OBJECTIVE | Please convert the material below into a JSON list of strings, one string per line, skipping blank lines and omitting the pictures.

EXTRACTED RECORDS |
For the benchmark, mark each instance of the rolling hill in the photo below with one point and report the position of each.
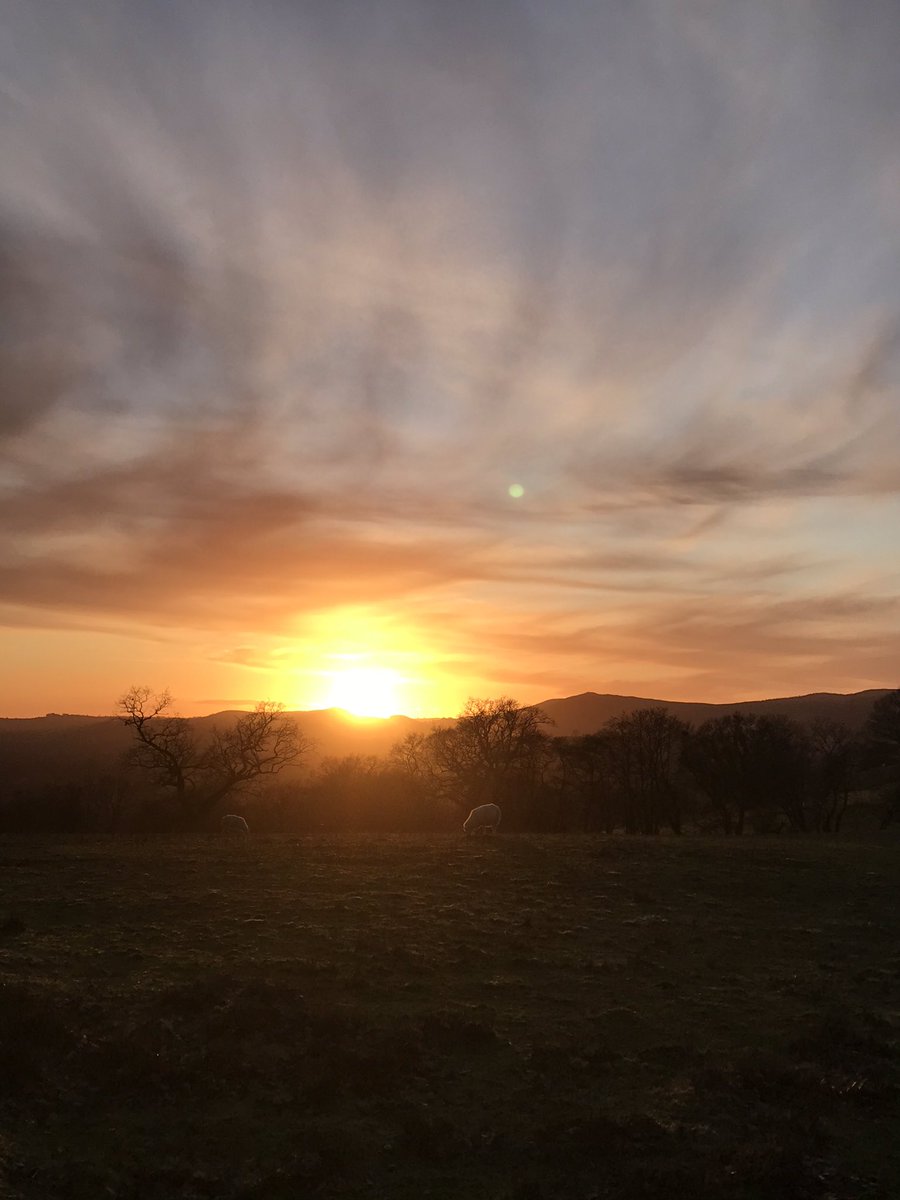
(60, 749)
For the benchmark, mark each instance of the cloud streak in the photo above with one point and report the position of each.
(289, 297)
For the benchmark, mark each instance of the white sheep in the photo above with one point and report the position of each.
(232, 823)
(486, 817)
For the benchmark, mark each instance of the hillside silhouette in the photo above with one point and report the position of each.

FINAL ANSWER |
[
  "For the benchmark, mark each instance of the rolling hill in the photo below with one point and report the position of each.",
  "(60, 749)",
  "For the benchmark, mark each instance of the cloud streak in the photo above with one point and report the position of each.",
  "(289, 297)",
  "For the benchmark, mark each instance of the white sheep in the photo above with one point and report the position of each.",
  "(232, 823)",
  "(486, 817)",
  "For the benchmark, mark each instance of the hillside silhouette in the photo above with one point and report the position of each."
]